DATASET EXCERPTS>
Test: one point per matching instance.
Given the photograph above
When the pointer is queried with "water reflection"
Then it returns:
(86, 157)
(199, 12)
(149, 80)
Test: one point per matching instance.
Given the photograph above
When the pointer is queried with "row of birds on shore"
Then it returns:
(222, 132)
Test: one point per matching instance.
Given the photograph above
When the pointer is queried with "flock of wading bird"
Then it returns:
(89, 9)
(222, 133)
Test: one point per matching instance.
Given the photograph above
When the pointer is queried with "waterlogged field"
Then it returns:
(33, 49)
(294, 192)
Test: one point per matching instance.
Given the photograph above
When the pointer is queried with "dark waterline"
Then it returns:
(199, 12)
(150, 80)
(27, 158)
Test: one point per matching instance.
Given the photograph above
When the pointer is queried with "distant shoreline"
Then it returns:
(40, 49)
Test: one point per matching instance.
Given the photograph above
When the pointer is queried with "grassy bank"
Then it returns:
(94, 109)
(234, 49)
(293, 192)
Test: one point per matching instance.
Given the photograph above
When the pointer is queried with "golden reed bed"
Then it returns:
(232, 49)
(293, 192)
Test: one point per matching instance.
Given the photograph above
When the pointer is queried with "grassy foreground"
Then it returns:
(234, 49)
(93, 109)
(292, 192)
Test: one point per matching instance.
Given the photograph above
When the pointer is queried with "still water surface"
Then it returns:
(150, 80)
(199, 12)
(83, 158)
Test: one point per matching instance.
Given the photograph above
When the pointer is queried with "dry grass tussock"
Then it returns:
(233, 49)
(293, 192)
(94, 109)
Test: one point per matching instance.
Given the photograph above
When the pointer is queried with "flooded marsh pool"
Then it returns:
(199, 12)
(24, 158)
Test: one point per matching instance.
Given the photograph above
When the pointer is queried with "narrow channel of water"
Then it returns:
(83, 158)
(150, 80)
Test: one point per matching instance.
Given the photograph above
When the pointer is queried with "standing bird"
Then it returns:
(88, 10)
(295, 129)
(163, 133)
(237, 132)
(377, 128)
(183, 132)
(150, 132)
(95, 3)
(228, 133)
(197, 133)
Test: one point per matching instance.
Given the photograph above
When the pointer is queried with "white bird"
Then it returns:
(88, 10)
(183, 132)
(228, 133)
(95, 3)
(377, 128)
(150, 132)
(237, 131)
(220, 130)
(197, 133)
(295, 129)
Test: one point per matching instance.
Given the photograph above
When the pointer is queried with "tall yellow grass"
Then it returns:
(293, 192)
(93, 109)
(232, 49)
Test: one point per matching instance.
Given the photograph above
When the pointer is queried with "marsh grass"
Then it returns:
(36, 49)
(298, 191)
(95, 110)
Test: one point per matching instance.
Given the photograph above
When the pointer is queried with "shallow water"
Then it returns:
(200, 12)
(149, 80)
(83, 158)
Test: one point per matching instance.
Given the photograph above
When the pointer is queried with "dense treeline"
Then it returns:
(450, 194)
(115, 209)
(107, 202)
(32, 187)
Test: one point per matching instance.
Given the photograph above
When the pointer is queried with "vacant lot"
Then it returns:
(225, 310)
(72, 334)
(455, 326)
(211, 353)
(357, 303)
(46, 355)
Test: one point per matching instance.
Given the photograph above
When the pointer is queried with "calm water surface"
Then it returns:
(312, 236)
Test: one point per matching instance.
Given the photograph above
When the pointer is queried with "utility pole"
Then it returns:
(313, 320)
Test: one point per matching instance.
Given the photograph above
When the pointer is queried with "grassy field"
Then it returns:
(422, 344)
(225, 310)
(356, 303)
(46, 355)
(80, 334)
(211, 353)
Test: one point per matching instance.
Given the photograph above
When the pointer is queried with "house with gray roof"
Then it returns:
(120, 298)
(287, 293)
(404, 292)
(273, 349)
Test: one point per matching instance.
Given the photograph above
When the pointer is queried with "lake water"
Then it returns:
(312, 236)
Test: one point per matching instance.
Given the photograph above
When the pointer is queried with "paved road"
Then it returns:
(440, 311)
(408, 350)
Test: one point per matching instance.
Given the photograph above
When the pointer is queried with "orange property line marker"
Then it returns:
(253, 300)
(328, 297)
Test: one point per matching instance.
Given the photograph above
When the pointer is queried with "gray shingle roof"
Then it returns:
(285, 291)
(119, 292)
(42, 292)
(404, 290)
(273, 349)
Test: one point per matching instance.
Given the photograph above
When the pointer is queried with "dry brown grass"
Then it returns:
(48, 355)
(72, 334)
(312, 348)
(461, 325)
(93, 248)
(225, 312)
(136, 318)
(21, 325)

TASK OBJECTIVE>
State the number of lines holding the word "marsh" in the listing. Add nothing else.

REPLY>
2